• **ОТРЫВОК**
┏━━

Наши попытки изучать других людей могут быть точно так же культурно обусловлены, как и моя попытка убедить пираха идти рядом со мной в городе. Культура влияет не только на ученого-наблюдателя, но и на наблюдаемый объект. Чтобы понимать теории, посвященные человеческим языкам, нам необходимо учитывать влияние культуры на построение теории, а также роль культуры в формировании объекта исследования.
Это проблемный вопрос. В одной известной книге — работе Стивена Линкера «Язык как инстинкт» (The language instinct) — почти не уделяется внимания тому, как культура формирует человеческую грамматику. Линкер допускает, что культура в значительной мере ответственна за то, о чем мы говорим (так, американцы определенного возраста могут сравнивать Марлона Брандо и Элвиса Пресли по параметрам относительной физической привлекательности и «звездности» или, например, обсуждать влияние поисковой системы «Гугл» на научные работы в современном американском обществе; с другой стороны, пираха, скорее, будут обсуждать встречи с духами леса или лучшие способы ловли окуня). Кроме того, культура определяет словарь. В Шотландии можно обнаружить слово haggis ‘хаггис’. Это национальное блюдо, как правило, состоит из овечьих потрохов (сердце, печень и легкие), прокрученных через мясорубку с луком, овсяной кашей, специями, нутряным салом, в которые затем добавляется бульон; затем все это помещается в овечий желудок и варится примерно три часа. Я очень люблю хаггис, но, разумеется, это еда не для всех, и, кроме того, это блюдо является традиционным только в Шотландии. Не стоит удивляться тому, что у шотландцев есть отдельное слово для обозначения этой традиционной части культуры.

┗━━

• **ЗАДАНИЕ A**
Назовите всех людей, которые упомянуты в отрывке по имени и фамилии.

• **ИСХОДНЫЕ ДАННЫЕ**
┏━━

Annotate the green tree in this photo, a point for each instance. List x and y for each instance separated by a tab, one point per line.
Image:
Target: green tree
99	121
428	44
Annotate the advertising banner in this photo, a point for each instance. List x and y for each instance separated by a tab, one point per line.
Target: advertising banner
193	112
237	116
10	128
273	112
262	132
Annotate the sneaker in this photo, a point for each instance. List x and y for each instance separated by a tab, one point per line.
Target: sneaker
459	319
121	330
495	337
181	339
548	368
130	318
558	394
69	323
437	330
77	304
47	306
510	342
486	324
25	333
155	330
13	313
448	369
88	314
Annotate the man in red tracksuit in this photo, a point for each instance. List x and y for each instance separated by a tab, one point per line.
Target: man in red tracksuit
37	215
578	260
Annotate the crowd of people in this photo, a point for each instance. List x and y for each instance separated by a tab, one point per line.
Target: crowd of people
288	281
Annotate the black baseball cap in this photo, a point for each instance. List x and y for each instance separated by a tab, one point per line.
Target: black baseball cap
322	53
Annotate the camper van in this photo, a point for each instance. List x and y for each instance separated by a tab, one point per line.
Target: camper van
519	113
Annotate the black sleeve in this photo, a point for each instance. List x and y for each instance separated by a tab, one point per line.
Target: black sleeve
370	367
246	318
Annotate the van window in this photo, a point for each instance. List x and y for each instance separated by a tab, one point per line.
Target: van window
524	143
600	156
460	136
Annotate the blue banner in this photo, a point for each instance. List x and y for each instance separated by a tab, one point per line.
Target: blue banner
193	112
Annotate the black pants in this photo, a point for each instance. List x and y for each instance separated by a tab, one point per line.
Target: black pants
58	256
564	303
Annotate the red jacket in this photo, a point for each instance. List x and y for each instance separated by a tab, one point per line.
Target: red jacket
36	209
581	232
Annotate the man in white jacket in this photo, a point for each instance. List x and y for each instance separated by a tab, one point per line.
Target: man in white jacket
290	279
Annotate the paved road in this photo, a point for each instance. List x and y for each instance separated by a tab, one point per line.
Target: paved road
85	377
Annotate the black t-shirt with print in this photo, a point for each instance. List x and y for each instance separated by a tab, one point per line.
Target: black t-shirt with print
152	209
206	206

┗━━

• **ЗАДАНИЕ B**
Перепишите записи начиная со строки, содержащей «Annotate the camper», и заканчивая последней строкой записей, сохранив запросы. Сместите координаты точек в ответах, прибавив 78 к каждому числу.

• **ОТВЕТ A**
Стивен Линкер, Марлон Брандо, Элвис Пресли

• **ОТВЕТ B**
Annotate the camper van in this photo, a point for each instance. List x and y for each instance separated by a tab, one point per line.
Target: camper van
597	191
Annotate the black sleeve in this photo, a point for each instance. List x and y for each instance separated by a tab, one point per line.
Target: black sleeve
448	445
324	396
Annotate the van window in this photo, a point for each instance. List x and y for each instance separated by a tab, one point per line.
Target: van window
602	221
678	234
538	214
Annotate the blue banner in this photo, a point for each instance. List x and y for each instance separated by a tab, one point per line.
Target: blue banner
271	190
Annotate the black pants in this photo, a point for each instance. List x and y for each instance separated by a tab, one point per line.
Target: black pants
136	334
642	381
Annotate the red jacket in this photo, a point for each instance. List x and y for each instance separated by a tab, one point per line.
Target: red jacket
114	287
659	310
Annotate the man in white jacket in this photo, a point for each instance. List x and y for each instance separated by a tab, one point per line.
Target: man in white jacket
368	357
Annotate the paved road in this photo, a point for each instance. List x and y for each instance separated by a tab, one point per line.
Target: paved road
163	455
Annotate the black t-shirt with print in this photo, a point for each instance. List x and y for each instance separated by a tab, one point per line.
Target: black t-shirt with print
230	287
284	284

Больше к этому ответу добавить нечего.